> Prompt: In the entries below, count every line with the string "background". State the count and nothing else.

> The input:
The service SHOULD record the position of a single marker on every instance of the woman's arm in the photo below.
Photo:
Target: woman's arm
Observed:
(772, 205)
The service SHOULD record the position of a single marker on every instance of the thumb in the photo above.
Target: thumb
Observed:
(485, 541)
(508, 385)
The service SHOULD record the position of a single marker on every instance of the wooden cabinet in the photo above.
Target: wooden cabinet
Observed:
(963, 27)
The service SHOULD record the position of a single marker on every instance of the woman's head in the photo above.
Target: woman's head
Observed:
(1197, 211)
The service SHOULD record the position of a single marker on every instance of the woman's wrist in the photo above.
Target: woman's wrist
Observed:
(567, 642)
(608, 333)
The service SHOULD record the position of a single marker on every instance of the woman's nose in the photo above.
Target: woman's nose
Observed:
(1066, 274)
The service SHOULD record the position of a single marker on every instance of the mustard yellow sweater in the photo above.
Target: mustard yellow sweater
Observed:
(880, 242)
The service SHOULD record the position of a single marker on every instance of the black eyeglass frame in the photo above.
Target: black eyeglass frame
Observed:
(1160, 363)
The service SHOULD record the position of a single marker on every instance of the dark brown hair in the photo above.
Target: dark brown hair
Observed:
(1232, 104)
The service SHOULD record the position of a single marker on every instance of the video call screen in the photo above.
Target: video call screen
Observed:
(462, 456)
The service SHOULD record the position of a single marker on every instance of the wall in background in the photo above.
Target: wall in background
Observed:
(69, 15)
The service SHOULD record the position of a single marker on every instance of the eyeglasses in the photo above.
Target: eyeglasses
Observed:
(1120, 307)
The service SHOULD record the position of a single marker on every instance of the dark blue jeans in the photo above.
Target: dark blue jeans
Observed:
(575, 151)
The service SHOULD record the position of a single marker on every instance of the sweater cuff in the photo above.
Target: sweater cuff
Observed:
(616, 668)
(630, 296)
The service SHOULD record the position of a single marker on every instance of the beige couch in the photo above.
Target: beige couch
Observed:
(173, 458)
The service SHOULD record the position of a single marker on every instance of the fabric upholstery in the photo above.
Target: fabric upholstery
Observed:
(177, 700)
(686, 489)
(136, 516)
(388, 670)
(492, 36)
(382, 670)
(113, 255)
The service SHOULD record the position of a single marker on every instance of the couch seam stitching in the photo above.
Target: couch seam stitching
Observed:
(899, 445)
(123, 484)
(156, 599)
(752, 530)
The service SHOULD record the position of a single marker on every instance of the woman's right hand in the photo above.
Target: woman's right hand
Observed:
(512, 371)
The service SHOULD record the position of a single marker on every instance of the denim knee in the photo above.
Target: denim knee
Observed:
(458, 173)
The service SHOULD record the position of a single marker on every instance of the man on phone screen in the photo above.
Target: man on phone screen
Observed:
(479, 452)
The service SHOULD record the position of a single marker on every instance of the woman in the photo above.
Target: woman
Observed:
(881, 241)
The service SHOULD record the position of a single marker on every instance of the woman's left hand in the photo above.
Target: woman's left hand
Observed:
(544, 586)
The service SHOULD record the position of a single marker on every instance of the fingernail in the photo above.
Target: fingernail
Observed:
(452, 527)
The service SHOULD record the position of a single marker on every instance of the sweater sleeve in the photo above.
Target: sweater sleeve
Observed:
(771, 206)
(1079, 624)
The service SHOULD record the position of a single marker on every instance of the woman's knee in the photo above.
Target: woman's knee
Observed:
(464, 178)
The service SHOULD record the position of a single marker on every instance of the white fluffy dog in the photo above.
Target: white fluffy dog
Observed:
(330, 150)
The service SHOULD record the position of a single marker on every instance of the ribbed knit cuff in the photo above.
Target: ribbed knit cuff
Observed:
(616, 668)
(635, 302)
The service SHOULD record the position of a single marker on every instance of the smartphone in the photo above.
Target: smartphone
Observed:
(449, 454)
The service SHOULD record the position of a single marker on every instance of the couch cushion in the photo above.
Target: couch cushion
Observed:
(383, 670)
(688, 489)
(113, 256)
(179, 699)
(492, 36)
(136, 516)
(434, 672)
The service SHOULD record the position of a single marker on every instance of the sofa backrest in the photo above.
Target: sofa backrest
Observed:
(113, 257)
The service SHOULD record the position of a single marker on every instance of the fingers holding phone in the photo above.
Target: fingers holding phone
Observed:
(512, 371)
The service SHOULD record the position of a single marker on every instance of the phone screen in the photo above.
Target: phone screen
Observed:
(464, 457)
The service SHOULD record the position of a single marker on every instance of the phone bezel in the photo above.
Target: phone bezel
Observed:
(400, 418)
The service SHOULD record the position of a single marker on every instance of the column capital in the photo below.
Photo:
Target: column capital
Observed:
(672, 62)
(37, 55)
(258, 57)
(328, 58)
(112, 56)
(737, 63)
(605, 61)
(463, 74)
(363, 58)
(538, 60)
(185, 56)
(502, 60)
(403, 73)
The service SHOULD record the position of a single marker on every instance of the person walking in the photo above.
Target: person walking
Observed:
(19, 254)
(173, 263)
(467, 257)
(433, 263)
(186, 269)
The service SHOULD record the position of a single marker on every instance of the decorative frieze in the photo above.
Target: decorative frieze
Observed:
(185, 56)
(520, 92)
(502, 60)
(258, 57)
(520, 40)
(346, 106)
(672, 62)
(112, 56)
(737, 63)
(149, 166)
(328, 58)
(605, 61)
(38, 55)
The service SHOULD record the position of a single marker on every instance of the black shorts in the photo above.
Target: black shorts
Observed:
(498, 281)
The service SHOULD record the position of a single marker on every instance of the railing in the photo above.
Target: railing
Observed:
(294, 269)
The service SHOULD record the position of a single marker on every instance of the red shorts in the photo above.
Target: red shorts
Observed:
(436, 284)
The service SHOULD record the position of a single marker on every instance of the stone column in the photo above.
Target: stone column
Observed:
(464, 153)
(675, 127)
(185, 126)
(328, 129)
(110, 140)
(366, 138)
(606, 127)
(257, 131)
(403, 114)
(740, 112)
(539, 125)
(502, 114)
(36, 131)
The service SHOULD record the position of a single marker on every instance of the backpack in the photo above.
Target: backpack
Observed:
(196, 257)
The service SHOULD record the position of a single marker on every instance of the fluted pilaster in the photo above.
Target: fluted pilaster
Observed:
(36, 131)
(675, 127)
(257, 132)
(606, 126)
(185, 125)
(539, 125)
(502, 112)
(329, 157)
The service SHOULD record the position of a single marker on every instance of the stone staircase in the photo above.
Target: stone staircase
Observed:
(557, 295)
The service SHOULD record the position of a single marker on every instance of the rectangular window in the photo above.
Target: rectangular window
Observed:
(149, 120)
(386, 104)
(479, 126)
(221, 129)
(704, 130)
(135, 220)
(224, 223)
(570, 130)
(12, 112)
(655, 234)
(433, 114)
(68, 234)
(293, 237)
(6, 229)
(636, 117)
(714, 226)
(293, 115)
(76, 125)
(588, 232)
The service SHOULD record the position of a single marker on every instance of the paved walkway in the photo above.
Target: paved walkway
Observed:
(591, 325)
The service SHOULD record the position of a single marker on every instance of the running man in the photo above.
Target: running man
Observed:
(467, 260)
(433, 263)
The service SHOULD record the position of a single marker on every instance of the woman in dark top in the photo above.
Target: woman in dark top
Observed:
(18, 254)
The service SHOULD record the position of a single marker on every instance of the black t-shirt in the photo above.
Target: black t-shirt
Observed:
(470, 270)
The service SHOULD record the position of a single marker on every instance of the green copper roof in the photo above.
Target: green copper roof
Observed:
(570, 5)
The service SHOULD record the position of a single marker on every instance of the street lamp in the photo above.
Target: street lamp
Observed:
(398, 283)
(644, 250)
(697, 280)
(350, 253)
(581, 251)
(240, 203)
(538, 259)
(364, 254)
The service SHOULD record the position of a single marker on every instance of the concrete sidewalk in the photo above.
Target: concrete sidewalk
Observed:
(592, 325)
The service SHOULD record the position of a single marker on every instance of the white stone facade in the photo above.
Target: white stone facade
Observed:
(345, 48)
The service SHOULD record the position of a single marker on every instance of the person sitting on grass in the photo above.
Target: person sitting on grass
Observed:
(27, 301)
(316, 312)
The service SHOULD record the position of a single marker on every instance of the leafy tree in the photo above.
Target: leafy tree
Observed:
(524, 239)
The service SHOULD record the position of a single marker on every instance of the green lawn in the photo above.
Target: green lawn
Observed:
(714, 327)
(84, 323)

> Result for this exercise: 2